**Objective:**
Lay out the part below that opens with the line containing "of the smiling" and closes with the line containing "point(125, 25)" as a numbered list, omitting any blank lines.
======== Data shown
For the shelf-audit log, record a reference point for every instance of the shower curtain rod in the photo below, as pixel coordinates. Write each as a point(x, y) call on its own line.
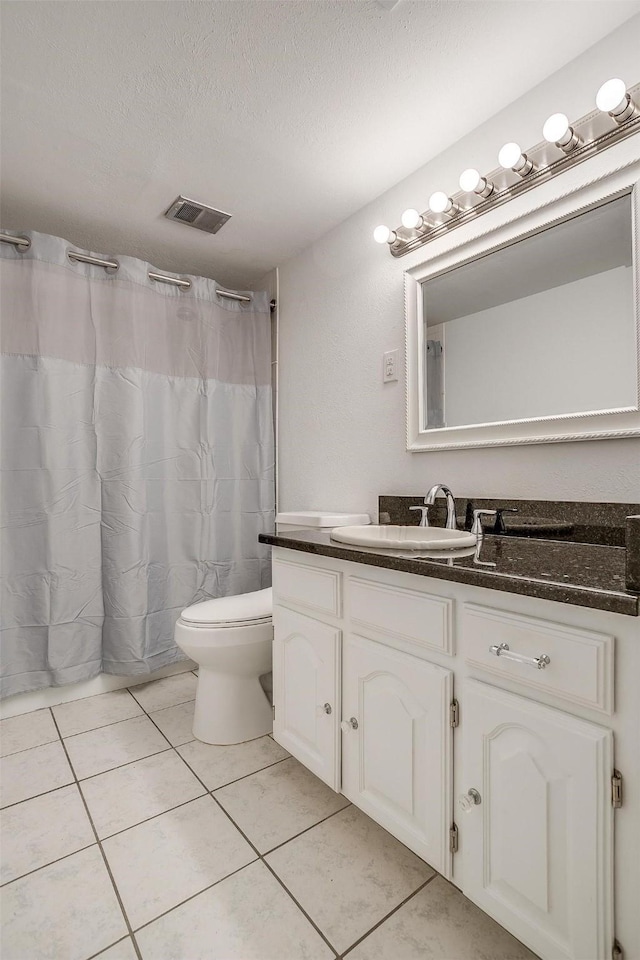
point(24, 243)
================
======== Data shown
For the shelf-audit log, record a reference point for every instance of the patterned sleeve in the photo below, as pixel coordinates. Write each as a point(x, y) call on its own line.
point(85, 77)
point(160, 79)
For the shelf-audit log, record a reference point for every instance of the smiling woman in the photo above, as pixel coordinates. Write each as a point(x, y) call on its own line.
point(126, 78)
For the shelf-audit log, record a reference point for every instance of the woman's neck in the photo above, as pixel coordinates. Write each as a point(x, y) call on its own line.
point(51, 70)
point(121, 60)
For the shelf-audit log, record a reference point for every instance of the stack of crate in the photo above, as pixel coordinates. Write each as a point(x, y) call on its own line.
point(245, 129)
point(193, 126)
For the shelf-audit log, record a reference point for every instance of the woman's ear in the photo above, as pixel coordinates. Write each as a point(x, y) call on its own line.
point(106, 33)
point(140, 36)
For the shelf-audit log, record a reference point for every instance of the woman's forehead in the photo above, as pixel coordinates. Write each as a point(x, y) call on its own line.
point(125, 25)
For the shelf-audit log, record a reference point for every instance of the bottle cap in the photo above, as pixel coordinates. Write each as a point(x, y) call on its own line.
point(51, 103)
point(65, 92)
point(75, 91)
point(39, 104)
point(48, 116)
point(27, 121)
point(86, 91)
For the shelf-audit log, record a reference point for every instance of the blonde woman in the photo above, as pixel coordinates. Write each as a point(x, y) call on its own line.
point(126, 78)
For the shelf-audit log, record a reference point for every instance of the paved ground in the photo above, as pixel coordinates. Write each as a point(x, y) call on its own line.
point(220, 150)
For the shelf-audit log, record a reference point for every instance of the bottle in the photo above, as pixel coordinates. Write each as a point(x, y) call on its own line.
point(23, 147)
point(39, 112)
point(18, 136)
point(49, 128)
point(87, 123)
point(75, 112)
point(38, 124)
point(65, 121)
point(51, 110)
================
**Exercise solution:**
1. For the shelf-audit log, record a reference point for every instance of the smiling woman in the photo above, as pixel coordinates. Write each as a point(x, y) call on its own line.
2. point(126, 78)
3. For the shelf-audit log, record a reference point for every instance of the woman's neck in the photo above, as pixel coordinates. Write each as a point(x, y) call on its own line.
4. point(51, 70)
5. point(121, 60)
6. For the shelf-audit log, record a reference point for every instance of the stack of crate in the photo above, as pixel coordinates. Write each as a point(x, y) call on its own line.
7. point(245, 129)
8. point(193, 126)
9. For the shelf-audit log, record a reference point for every instance of the woman's ear in the photo above, as pixel coordinates. Write each as a point(x, y) call on its own line.
10. point(106, 33)
11. point(140, 36)
12. For the shelf-audit log, record a reference point for every instance of the woman's forehead in the photo above, as pixel coordinates. Write each as a point(x, y) call on its own line.
13. point(125, 25)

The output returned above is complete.